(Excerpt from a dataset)
##########

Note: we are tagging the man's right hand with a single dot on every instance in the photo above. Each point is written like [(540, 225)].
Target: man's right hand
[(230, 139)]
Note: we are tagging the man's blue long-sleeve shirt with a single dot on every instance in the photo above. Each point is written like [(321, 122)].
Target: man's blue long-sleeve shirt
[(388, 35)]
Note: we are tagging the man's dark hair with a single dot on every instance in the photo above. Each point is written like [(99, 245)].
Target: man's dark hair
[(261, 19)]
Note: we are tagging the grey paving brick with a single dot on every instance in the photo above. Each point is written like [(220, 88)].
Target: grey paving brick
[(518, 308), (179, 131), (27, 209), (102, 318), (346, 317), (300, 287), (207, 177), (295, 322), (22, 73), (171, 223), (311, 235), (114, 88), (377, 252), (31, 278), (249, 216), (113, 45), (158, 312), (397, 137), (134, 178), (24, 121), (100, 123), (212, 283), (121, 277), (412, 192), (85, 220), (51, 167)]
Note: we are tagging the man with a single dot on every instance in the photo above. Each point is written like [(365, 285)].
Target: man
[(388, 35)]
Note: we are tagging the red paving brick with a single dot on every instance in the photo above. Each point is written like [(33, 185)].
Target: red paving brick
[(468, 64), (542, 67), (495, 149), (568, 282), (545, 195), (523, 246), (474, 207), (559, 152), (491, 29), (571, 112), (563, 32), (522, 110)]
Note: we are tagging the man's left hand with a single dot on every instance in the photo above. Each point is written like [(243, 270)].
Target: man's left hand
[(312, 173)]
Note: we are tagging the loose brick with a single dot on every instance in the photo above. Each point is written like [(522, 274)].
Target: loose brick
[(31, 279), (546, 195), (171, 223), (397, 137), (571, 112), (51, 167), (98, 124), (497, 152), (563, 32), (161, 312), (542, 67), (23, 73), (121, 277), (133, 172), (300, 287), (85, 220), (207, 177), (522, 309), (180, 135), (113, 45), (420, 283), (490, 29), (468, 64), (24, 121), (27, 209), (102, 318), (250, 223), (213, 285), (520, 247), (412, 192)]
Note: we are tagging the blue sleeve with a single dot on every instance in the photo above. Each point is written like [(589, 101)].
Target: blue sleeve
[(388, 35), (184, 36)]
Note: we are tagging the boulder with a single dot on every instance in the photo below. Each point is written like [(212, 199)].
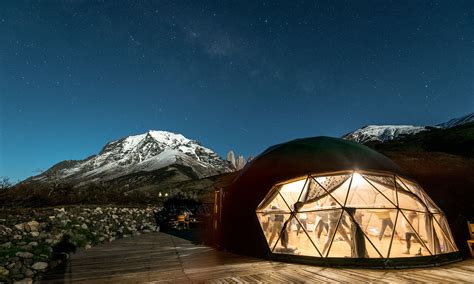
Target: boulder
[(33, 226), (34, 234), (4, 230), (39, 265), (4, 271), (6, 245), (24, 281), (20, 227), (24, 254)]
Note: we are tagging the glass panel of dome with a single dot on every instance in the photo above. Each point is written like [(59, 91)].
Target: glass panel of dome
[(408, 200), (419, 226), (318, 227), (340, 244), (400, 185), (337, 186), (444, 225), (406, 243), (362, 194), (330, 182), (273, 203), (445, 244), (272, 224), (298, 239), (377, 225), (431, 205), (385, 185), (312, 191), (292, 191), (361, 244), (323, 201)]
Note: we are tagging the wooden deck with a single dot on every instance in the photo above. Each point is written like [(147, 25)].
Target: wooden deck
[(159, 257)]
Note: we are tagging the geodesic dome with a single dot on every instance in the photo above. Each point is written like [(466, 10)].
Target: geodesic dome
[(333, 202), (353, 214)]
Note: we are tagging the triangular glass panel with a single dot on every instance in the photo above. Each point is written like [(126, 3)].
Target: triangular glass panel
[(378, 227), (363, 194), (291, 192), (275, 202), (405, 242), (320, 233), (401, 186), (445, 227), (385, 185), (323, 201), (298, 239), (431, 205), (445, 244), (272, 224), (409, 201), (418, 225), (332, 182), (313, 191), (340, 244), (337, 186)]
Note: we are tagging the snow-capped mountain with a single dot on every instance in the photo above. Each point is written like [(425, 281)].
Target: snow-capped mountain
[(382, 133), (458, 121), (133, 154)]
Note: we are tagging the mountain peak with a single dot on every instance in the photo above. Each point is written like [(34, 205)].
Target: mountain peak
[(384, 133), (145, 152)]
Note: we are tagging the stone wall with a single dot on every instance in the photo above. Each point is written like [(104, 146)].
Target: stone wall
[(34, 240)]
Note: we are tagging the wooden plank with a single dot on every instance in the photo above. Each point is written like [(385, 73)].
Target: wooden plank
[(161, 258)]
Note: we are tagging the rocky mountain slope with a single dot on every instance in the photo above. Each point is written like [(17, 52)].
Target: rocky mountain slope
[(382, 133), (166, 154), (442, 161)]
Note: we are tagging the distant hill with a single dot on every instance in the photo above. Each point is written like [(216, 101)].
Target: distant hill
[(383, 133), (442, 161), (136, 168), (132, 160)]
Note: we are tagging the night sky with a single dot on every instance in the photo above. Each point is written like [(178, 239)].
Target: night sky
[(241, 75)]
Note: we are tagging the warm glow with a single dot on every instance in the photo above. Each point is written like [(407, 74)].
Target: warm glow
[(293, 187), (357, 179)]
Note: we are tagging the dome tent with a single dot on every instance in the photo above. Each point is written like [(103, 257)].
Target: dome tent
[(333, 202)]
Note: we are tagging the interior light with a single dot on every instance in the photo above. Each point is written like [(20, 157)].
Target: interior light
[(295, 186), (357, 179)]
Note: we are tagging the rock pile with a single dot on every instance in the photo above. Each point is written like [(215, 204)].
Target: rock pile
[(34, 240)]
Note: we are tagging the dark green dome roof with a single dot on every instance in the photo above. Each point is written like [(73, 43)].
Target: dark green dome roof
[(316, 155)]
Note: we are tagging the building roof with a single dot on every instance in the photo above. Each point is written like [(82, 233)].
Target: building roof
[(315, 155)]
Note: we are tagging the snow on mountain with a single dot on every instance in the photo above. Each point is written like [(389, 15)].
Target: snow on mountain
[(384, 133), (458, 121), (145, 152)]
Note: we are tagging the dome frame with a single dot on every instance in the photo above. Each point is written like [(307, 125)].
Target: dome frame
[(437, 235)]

##########

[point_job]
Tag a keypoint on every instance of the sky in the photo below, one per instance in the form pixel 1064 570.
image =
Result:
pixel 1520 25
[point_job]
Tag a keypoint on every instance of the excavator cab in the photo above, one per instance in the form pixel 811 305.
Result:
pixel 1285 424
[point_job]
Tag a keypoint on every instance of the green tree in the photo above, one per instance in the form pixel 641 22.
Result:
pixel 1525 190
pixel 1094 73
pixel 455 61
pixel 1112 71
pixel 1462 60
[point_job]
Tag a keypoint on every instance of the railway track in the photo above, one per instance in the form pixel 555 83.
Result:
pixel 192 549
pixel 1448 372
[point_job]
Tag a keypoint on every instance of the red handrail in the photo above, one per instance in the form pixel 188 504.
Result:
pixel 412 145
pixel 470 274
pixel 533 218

##########

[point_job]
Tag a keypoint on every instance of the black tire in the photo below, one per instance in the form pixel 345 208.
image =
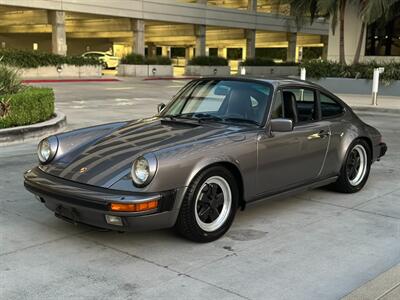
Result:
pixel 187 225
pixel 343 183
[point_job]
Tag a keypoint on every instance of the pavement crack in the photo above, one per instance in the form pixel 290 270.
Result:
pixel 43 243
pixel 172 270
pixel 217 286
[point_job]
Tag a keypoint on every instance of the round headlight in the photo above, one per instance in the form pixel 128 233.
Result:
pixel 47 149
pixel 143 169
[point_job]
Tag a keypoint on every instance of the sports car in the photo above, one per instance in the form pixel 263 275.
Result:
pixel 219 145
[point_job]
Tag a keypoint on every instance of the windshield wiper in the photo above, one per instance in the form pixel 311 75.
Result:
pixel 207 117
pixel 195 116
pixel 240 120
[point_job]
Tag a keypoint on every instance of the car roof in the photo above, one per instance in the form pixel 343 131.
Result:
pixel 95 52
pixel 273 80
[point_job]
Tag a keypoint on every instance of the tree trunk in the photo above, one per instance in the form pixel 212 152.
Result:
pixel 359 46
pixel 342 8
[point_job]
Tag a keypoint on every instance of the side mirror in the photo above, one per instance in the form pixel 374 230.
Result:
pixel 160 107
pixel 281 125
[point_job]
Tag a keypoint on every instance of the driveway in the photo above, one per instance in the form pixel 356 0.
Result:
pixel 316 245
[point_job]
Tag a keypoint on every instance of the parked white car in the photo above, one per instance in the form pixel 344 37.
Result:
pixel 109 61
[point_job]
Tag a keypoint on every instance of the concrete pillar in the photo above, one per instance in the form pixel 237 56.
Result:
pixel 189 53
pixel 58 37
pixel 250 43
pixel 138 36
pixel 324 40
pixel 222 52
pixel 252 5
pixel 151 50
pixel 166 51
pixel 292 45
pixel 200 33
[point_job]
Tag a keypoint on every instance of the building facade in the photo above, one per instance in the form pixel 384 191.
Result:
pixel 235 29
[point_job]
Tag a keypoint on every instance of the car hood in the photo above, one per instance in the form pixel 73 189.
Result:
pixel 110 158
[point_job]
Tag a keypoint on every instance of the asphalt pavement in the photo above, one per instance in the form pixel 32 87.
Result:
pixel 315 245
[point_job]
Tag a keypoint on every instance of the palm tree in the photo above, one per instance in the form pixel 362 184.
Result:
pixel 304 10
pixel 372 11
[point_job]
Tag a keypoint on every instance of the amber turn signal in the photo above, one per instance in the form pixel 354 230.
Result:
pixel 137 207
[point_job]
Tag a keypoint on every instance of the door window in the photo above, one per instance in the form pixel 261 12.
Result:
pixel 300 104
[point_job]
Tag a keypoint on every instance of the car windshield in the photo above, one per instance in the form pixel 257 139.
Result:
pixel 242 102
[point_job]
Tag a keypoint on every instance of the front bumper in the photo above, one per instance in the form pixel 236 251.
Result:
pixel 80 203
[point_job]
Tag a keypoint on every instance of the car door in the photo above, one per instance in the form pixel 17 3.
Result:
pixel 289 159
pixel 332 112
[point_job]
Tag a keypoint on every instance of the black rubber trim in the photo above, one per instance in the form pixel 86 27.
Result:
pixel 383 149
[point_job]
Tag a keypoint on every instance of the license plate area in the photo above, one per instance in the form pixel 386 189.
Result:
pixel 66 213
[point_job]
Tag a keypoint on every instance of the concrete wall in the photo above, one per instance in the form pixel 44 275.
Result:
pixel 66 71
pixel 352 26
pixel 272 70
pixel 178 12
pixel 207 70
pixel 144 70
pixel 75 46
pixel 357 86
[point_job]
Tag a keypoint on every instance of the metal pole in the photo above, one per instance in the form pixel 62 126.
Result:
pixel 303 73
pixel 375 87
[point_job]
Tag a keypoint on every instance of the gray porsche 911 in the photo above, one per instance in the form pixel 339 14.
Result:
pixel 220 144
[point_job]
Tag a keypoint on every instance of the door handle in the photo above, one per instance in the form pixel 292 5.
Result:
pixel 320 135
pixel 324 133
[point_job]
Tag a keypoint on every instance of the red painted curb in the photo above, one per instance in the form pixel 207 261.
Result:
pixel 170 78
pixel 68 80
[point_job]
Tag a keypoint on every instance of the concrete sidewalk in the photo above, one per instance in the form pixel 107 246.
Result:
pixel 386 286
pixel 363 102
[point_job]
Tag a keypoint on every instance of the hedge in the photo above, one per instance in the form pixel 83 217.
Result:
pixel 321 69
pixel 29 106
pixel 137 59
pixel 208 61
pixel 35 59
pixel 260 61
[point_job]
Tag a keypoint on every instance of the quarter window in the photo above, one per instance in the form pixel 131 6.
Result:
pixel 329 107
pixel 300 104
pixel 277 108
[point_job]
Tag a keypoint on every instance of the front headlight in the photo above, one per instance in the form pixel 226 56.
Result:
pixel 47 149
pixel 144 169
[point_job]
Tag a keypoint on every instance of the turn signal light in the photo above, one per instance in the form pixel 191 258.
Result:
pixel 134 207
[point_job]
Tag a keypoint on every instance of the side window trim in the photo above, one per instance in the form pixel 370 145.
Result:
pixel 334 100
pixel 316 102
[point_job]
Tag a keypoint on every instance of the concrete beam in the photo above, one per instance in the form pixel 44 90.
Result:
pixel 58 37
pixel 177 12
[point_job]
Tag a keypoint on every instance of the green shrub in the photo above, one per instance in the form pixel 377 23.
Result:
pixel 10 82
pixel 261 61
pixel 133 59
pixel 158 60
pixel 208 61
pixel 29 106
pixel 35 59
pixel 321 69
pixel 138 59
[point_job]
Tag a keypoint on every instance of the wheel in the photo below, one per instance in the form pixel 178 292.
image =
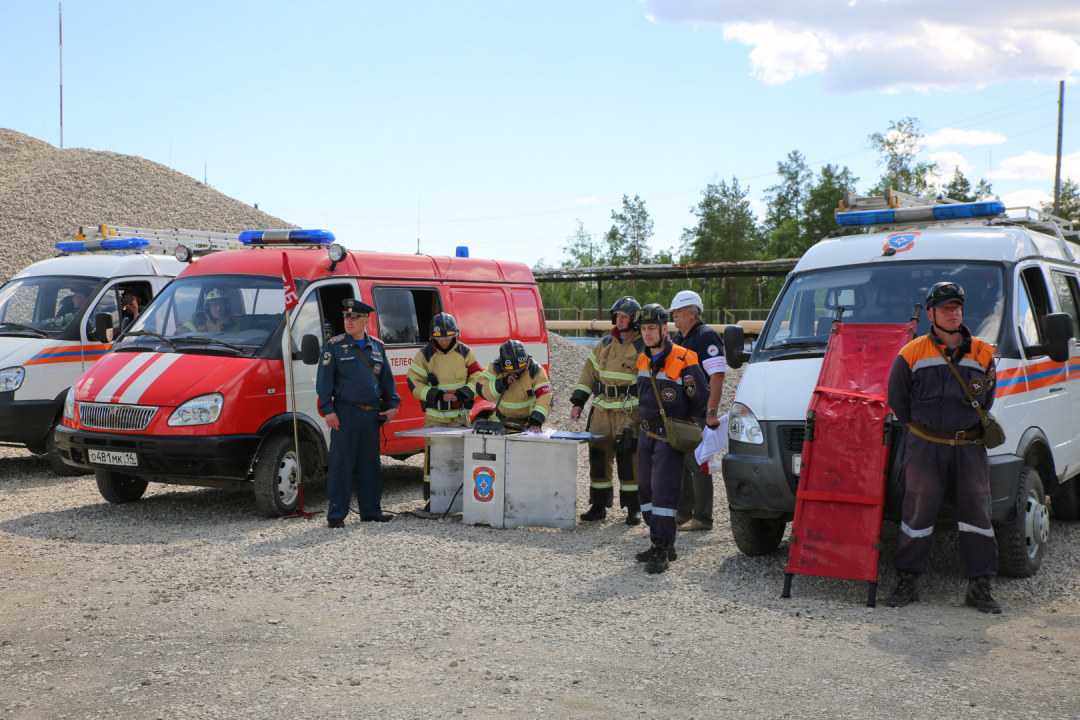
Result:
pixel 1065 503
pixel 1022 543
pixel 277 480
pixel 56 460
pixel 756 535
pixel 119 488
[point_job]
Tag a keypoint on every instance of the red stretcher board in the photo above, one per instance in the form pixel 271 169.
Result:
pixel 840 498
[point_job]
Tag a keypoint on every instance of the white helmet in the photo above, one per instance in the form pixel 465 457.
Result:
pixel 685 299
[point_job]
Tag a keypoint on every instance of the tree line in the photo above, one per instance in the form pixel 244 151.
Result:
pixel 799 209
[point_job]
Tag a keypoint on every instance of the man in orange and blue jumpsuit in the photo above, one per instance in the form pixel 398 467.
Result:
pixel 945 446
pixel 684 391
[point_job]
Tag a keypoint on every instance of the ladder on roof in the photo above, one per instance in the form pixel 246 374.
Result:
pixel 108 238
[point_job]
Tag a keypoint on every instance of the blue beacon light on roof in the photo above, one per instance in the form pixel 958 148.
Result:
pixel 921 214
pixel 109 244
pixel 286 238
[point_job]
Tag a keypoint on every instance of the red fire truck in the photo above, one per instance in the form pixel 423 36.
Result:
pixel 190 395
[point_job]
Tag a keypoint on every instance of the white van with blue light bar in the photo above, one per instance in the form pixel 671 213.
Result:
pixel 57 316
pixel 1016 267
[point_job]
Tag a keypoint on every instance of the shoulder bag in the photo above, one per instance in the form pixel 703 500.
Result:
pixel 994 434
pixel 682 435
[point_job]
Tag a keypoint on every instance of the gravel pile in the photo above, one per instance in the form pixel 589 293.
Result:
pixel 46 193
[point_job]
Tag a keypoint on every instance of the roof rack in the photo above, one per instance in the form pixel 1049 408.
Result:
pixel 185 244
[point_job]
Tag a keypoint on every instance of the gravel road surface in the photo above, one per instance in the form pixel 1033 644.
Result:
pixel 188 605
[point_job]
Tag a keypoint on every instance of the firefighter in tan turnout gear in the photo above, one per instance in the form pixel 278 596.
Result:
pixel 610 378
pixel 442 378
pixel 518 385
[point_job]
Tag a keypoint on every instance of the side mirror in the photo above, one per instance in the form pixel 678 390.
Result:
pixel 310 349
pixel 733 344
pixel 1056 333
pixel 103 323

##########

*SHORT TASK:*
Change "single dot" to "single marker" in the records starting at the line containing "Note: we are tagging the interior" and ending at the line containing "[(437, 235)]", keeping everything else identical. Give back only those lines.

*SOLVED EXERCISE:*
Note: we are tagging the interior light with a single marker on every instance in the photo above. Each point is written like [(20, 157)].
Target: interior light
[(295, 186), (357, 179)]
Note: we are tagging the rock pile with a single marker on every instance in the photo above. Each point is written like [(215, 204)].
Target: rock pile
[(34, 240)]
Note: we are tagging the dark green dome roof with a single marker on every instance in the photo above. Each point is written like [(73, 43)].
Target: dark green dome roof
[(316, 155)]
Note: we are tagging the building roof with a single marker on every instance in the photo above. Each point is written like [(82, 233)].
Target: building roof
[(315, 155)]
Note: we are tagging the snow on mountain with a single marker on every instance in the photo above. Each point is written like [(389, 15)].
Target: snow on mountain
[(384, 133), (458, 121), (145, 152)]
Note: we are tagging the dome frame with a single marker on every instance in the photo above. Each point is written like [(307, 125)].
Target: dome frame
[(437, 235)]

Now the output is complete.